- The exercise -
Reproduce the part of the passage on home inspections that opens with the words containing "Many things can" and closes with "for potential buyers.", substituting "boilers" for "furnaces".

- Excerpted passage -
◆ ◆ ◆ ◆
ESCONDIDO – It’s very important for both a home seller and buyer that the property fare well on the inspection, because it means no serious issues have been discovered. But what exactly are the things to watch out for?

What’s in the home inspector’s checklist?

It depends on the inspector, but in general, reports will include the condition of the heating, ventilation and air conditioning equipment, plumbing and electrical wiring, roof and attic, structural elements, walls and insulation.

Let’s dig into some specifics and the most common reasons to conduct a home inspection.

Moisture intrusion

Many things can cause dampness. Moisture can cause unpleasant odors, damage belongings and activate mold growth and mildew – both are dangerous organisms that can cause allergies and worsen existing respiratory problems such as asthma. If a seller is planning to list a home that might have a moisture issue, it is a good idea to get that addressed before selling the home.

HVAC issues

Lack of wiring to handle the demands of the heating and cooling equipment, faulty thermostats or gas-fired furnaces not having enough exhaust systems in place are common problems uncovered by home inspectors.

Roofing problems

Due to weathering, lack of maintenance or the design itself, roofing problems are one of the more expensive problems to fix and can be a deal-breaker for potential buyers.
◆ ◆ ◆ ◆
(Records)

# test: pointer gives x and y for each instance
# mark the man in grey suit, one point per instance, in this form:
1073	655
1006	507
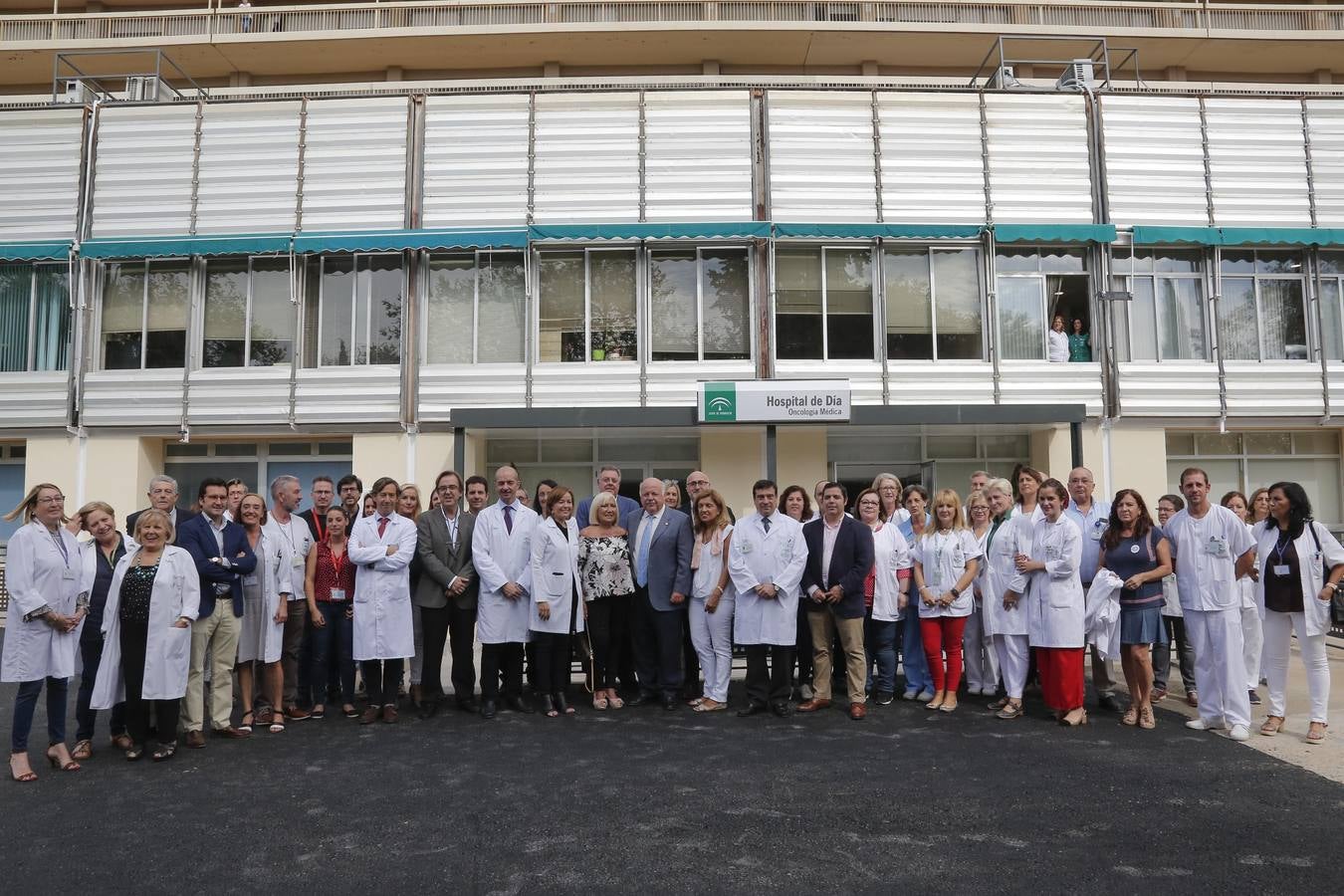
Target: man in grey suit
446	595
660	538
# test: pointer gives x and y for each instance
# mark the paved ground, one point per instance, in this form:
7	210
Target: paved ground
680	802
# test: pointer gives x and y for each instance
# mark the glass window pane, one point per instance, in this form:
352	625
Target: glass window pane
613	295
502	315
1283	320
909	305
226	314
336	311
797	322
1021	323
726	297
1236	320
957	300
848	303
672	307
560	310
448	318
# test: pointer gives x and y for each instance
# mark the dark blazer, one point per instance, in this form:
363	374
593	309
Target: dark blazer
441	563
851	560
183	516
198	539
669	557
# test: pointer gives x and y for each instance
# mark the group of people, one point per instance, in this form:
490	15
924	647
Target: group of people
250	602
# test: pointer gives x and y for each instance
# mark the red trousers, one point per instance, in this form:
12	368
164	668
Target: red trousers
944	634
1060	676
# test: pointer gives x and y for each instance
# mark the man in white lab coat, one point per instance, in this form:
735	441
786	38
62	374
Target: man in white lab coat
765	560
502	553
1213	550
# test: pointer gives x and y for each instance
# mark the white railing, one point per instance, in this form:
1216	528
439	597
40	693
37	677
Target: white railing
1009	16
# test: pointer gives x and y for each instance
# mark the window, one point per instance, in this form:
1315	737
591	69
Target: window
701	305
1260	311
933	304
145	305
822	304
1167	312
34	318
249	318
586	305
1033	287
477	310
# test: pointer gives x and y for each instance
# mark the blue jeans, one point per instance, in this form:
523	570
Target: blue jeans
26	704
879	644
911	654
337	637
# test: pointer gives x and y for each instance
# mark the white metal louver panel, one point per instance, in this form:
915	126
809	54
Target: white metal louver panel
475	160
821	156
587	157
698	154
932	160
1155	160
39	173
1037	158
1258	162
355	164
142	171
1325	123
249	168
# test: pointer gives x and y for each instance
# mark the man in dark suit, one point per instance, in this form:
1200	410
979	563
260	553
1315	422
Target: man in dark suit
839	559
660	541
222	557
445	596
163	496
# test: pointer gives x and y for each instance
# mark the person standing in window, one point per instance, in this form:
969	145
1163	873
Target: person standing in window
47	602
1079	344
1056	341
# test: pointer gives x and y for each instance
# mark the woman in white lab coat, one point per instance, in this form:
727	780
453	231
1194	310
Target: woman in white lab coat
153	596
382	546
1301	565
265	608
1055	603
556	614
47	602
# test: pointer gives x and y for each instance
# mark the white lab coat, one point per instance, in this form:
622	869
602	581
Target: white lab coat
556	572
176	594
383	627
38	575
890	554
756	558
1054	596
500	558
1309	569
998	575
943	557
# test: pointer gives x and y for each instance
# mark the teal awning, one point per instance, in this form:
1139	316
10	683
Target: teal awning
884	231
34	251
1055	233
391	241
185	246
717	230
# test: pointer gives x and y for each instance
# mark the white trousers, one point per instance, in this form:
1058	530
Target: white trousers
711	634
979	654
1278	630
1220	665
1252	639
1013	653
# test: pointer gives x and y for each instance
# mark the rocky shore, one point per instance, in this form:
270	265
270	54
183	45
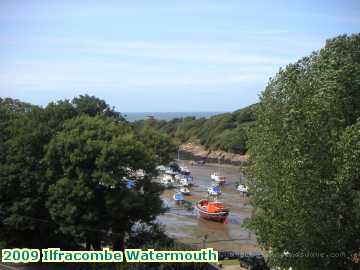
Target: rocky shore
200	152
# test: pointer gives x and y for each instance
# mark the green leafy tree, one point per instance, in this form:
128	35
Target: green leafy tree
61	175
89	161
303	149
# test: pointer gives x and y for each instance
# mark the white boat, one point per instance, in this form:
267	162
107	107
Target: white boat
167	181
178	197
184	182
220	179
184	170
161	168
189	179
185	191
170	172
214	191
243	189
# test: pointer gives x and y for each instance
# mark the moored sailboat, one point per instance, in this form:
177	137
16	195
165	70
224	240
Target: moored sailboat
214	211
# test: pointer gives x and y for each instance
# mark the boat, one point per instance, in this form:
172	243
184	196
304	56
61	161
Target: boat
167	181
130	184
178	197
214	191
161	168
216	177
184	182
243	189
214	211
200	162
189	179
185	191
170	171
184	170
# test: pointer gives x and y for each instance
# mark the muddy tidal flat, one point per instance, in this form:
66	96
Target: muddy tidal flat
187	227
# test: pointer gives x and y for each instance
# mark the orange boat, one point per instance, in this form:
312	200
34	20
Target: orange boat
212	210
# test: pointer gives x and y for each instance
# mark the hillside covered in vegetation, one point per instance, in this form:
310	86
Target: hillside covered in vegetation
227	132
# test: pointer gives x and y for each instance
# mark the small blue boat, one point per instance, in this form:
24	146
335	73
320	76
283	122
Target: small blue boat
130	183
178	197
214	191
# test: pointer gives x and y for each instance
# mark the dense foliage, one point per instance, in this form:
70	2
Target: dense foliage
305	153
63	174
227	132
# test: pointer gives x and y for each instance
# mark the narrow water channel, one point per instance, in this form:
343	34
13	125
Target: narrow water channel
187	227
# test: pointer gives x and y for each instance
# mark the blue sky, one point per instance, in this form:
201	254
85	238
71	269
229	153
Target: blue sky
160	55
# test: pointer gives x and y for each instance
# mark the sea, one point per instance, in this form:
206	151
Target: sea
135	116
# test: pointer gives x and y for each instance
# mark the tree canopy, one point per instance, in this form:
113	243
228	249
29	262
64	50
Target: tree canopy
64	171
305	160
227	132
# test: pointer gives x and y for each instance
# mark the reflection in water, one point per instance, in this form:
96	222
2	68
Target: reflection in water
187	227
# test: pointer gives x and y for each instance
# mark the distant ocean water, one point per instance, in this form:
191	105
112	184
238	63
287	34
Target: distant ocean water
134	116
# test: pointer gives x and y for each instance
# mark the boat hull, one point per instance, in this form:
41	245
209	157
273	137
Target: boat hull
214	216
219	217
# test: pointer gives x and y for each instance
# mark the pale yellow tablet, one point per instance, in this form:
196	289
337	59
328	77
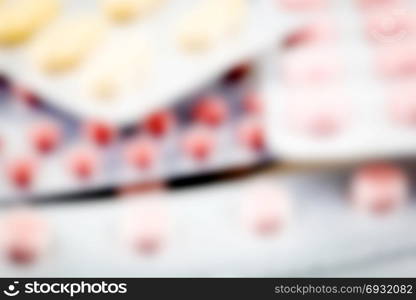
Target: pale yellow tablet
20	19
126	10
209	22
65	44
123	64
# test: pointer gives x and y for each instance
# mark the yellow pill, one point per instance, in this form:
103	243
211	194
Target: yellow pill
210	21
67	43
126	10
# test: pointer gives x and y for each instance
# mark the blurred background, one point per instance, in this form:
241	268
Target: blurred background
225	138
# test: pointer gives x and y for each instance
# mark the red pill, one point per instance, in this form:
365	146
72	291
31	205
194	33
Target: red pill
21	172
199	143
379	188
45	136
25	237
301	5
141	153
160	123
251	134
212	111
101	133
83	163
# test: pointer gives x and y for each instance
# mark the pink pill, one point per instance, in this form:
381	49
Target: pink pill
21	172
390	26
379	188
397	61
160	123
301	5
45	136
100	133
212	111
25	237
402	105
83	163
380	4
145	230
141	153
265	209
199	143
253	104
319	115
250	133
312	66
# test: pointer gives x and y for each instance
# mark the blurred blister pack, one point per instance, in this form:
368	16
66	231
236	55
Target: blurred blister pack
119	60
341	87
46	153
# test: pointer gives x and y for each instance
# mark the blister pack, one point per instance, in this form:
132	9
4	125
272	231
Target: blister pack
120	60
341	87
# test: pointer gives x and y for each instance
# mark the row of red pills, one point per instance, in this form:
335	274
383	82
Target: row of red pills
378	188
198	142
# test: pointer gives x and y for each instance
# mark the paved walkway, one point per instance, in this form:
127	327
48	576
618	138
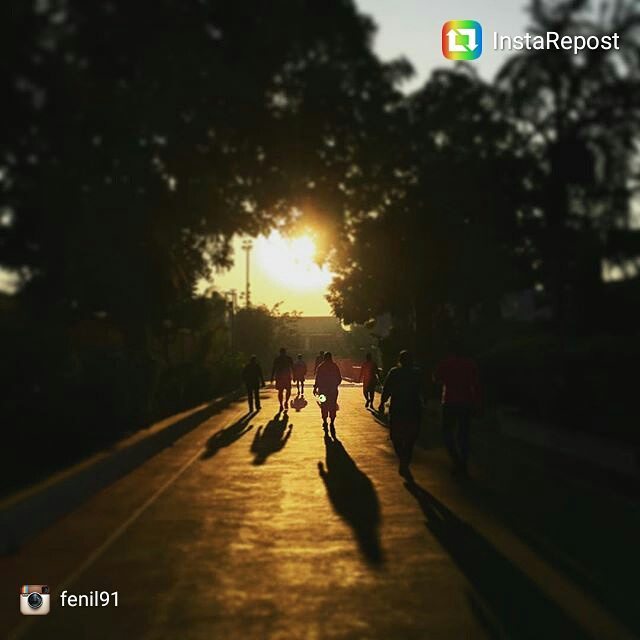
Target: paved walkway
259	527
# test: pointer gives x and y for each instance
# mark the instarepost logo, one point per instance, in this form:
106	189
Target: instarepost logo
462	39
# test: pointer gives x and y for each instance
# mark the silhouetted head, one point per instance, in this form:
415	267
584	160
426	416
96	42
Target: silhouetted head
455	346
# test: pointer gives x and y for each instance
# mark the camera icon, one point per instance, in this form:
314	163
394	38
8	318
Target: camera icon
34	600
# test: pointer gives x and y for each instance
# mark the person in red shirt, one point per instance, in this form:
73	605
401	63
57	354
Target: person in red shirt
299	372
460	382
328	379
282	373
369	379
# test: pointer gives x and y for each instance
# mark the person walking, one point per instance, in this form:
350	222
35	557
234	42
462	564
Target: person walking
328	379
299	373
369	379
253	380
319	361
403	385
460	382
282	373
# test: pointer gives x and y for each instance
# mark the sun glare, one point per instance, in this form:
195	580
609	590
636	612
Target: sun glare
◆ ◆ ◆ ◆
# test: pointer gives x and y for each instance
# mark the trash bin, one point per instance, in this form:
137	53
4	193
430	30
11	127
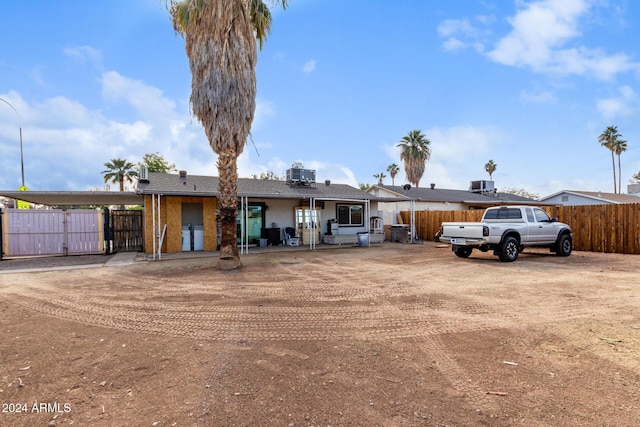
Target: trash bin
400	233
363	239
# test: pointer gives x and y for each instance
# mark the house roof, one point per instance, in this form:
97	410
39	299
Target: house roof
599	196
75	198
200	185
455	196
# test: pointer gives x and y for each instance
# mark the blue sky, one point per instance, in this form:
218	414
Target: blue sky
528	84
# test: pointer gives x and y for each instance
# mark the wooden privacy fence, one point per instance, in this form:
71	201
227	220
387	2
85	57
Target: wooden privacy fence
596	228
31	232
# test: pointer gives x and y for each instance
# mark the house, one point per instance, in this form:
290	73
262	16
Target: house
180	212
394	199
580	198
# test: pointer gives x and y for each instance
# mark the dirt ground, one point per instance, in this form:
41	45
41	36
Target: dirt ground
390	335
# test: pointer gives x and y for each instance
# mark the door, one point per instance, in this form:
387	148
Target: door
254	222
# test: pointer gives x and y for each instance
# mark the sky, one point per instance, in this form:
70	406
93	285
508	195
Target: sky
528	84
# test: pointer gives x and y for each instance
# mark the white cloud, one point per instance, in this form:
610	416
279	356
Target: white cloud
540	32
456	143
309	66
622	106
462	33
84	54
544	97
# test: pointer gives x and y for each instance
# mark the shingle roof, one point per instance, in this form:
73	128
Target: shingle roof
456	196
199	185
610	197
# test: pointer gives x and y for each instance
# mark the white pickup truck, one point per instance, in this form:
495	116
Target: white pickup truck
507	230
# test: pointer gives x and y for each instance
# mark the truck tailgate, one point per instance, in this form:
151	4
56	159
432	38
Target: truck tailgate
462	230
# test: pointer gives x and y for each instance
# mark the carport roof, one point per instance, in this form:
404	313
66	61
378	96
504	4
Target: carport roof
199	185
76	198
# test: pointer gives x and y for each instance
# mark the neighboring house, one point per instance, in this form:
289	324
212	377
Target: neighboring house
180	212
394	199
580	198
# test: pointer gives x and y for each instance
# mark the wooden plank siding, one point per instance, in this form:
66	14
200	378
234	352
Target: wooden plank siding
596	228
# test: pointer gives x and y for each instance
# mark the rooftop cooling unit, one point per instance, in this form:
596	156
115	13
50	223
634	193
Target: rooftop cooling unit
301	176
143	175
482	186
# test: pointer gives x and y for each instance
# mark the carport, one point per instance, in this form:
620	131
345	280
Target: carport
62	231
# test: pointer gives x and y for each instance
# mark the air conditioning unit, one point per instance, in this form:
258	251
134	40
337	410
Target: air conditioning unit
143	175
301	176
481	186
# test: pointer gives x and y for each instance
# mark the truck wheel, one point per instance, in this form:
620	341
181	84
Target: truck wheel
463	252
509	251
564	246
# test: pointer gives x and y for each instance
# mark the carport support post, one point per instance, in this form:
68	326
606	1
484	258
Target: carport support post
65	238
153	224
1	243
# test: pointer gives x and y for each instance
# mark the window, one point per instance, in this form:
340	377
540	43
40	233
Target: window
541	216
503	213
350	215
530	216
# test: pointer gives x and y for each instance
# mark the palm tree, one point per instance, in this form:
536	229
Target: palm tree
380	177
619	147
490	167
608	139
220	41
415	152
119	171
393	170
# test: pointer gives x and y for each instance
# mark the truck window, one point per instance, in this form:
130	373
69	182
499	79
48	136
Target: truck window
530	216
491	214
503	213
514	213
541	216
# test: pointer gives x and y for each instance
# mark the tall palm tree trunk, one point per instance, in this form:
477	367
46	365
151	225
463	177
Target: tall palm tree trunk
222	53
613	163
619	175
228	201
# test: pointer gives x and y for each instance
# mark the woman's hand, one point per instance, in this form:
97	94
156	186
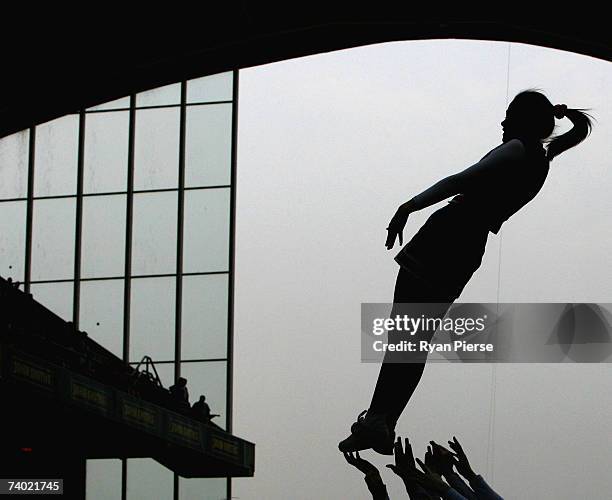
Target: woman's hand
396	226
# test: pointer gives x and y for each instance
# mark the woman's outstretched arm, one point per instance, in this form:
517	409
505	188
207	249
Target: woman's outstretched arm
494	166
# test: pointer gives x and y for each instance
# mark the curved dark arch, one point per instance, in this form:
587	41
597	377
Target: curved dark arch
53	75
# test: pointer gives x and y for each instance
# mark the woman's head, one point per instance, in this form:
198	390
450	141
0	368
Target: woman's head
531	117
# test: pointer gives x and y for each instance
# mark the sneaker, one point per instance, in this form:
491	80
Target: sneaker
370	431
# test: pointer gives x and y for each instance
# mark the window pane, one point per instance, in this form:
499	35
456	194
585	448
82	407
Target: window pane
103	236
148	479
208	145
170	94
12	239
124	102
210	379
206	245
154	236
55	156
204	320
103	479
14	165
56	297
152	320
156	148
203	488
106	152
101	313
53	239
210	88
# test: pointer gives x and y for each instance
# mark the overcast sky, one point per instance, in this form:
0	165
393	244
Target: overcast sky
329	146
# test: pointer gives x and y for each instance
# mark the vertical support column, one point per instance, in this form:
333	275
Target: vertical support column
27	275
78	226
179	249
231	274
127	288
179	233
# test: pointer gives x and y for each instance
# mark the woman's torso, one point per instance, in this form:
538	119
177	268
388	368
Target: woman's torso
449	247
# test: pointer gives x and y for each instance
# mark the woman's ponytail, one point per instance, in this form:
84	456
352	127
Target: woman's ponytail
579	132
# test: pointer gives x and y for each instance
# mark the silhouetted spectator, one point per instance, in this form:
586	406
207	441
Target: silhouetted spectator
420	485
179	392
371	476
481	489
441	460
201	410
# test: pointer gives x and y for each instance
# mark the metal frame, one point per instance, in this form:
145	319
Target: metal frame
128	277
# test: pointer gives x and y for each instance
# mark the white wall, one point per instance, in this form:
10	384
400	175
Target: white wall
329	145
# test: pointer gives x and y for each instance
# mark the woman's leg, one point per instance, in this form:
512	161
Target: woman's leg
◆ ◆ ◆ ◆
- Complete output -
Many things can cause dampness. Moisture can cause unpleasant odors, damage belongings and activate mold growth and mildew – both are dangerous organisms that can cause allergies and worsen existing respiratory problems such as asthma. If a seller is planning to list a home that might have a moisture issue, it is a good idea to get that addressed before selling the home.

HVAC issues

Lack of wiring to handle the demands of the heating and cooling equipment, faulty thermostats or gas-fired boilers not having enough exhaust systems in place are common problems uncovered by home inspectors.

Roofing problems

Due to weathering, lack of maintenance or the design itself, roofing problems are one of the more expensive problems to fix and can be a deal-breaker for potential buyers.